───── SOURCE DOCUMENT ─────
Pregnancy outcomes were stratified based on whether the CAS occurred spontaneously or after a procedure, the timing of diagnosis, and degree of severity of the CAS ([Table 3]). There were no significant differences in pregnancy outcomes between the spontaneous and iatrogenic cases; however, there was a trend toward more cases of intrauterine growth restriction with spontaneous CAS than with iatrogenic CAS (12.5 vs. 0%, p = 0.05). There were no significant differences in pregnancy outcomes between mild and moderate/severe group, but there was a trend toward more cases of stillbirth in the moderate/severe group (7.7 vs. 0%, p = 0.06). When comparing pregnancy outcomes based on the timing of the diagnosis, there was no difference in the overall preterm delivery rate, but the rate of delivery prior 28 weeks was higher in the group diagnosed before 24 weeks (25.8 vs. 3.2%, p = 0.002; [Table 3]). The rate of stillbirth was also significantly higher in the group diagnosed before 24 weeks (9.7 vs. 0%, p = 0.03). For those pregnancies diagnosed before 24 weeks, the median time from diagnosis to rupture of membranes was 4.2 weeks (IQR, 1.7–10.9 weeks) and from diagnosis to delivery was 15.6 weeks (IQR, 5.2–20.1 weeks). Those pregnancies diagnosed after 24 weeks had a median time from diagnosis to rupture of membranes of 1.6 weeks (IQR, 0.9–5.0 weeks) and from diagnosis to delivery of 0.6 weeks (IQR, 0.03–1.5 weeks).
───── INFORMATION GIVEN ─────
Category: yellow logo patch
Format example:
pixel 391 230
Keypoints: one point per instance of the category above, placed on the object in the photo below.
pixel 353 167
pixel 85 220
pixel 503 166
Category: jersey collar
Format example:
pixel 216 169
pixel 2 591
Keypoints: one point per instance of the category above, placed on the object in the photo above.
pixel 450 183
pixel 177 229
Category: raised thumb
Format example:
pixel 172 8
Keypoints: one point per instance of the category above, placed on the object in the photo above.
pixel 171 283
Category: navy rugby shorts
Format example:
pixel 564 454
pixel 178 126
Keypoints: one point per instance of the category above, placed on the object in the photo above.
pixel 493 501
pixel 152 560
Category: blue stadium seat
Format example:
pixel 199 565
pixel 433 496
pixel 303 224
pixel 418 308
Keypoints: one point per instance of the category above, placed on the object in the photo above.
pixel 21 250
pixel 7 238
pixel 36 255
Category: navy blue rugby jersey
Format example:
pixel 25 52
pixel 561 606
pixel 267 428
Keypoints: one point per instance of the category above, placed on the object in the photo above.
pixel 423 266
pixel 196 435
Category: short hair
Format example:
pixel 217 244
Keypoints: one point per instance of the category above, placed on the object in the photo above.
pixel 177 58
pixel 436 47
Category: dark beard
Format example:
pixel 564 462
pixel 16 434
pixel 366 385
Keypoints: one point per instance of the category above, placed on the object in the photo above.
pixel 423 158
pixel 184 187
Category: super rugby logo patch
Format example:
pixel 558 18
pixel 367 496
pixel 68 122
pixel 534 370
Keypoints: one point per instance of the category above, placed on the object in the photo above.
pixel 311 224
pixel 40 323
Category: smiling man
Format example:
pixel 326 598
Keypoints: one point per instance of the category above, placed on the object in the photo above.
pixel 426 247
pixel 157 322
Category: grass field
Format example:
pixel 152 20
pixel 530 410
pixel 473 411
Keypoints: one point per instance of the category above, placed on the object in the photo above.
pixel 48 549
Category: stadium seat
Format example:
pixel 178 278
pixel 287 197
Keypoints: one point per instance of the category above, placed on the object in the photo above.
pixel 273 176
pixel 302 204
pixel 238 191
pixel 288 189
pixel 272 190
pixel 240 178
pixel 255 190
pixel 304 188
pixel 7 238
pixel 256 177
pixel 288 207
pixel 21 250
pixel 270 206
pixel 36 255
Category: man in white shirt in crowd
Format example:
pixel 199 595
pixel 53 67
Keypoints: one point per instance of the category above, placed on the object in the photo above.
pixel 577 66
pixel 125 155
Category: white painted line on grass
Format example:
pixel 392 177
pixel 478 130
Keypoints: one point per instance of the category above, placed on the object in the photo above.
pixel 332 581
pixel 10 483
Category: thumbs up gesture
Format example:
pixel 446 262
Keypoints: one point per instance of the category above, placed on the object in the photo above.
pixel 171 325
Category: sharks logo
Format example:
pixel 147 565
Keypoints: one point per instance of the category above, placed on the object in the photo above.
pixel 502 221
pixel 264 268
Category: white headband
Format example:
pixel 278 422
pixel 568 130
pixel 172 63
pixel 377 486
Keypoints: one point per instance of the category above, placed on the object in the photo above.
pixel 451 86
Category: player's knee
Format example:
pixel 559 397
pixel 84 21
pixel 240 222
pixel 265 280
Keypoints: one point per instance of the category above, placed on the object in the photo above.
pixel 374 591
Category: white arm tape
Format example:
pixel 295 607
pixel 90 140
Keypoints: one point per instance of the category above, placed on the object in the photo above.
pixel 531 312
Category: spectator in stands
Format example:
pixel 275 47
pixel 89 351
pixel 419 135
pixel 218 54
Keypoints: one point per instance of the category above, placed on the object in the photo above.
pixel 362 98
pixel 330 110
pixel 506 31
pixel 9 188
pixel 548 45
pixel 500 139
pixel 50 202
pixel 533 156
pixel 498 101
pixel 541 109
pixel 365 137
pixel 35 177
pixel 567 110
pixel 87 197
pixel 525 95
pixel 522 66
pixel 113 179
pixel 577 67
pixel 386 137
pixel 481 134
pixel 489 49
─────
* [PROBLEM TO SOLVE] Pick up the passage on pregnancy outcomes with CAS and keep writing from its final sentence onward. The records aren't needed here.

* [ANSWER TO THE EXERCISE]
[Table 4] shows the predictors of preterm delivery in our multivariate model. CAS is an independent risk factor for preterm delivery (adjusted odds ratio [aOR], 5.6; 95% confidence interval [CI], 2.5–12.2). The magnitude of the aOR is similar to that of a history of spontaneous preterm birth (aOR, 6.9; 95% CI, 2.2–21.7).

In addition, we performed a sensitivity analysis where we only included a subgroup of patients who did not have risk factors for preterm delivery and the association between CAS and preterm delivery was significant, consistent with the primary analysis. In this subanalysis of a lower risk population, the rate of preterm delivery in the cases was 34.8% (8/23) compared with the rate of 8.2% (5/61) in the controls (aOR, 6.0, 95% CI, 1.7–20.9; p = 0.005).

The details regarding the cases of poor pregnancy outcomes and aneuploidy for both spontaneous and iatrogenic cases of CAS are shown in Table S1 (Supplementary Material available in the online version only).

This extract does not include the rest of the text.